** Opening Excerpted text block **
As always, definite spoilers abound for later books in the series.

Especially in this particular chapter.

I have to admit, it’s hard to not get a bit emotional with the Weasley parents reuniting with Ginny. They thought she was dead. Their youngest and only daughter. I love the Weasley family so much. They really are just the best. Harry finally gets to tell his story (after being hugged by Mrs. Weasley) and . . . it’s a doozy. And he’s broken about a hundred school rules, according to McGonagall, which may or may not be an exaggeration.

But we have to worry about Ginny here. It’s clear now that she was involved, but without the diary, how do we prove her innocence? Fortunately for everyone, Dumbledore knows that it was actually Voldemort, working through Ginny, that did all these things.

Dumbledore took the diary from Harry and peered keenly down his long, crooked nose at its burnt and soggy pages.

“Brilliant,” he said softly. “Of course, he was probably the most brilliant student Hogwarts has ever seen.”
** Closing Excerpted text block **
** Opening Records shown block **
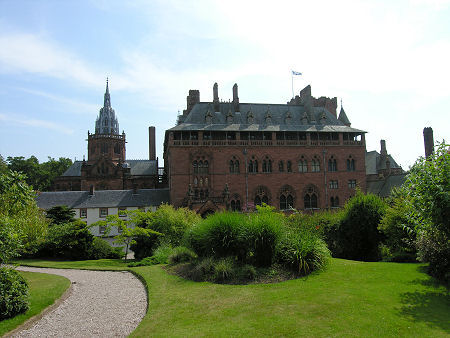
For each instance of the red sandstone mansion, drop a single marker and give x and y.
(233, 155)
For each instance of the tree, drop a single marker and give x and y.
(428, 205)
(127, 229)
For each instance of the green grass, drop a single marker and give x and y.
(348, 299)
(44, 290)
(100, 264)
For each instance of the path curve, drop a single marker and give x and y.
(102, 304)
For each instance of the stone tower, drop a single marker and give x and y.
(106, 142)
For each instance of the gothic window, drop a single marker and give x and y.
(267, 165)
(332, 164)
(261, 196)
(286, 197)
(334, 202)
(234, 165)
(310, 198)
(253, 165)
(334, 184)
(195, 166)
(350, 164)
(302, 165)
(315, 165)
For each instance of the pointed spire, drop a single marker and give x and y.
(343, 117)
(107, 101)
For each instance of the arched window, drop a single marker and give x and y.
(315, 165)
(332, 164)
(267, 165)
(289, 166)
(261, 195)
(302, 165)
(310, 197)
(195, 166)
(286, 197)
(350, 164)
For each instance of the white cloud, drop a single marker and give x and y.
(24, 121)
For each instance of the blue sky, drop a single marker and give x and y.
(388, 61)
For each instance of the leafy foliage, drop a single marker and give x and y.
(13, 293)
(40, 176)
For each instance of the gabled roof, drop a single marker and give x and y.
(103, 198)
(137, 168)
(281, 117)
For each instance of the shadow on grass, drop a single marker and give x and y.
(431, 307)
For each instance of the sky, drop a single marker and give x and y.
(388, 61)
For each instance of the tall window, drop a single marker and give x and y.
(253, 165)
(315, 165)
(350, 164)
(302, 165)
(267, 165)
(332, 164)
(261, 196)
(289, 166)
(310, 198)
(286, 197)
** Closing Records shown block **
In the chapter commentary, who hugs Harry before he finally tells his story?

• Output for this task: Mrs. Weasley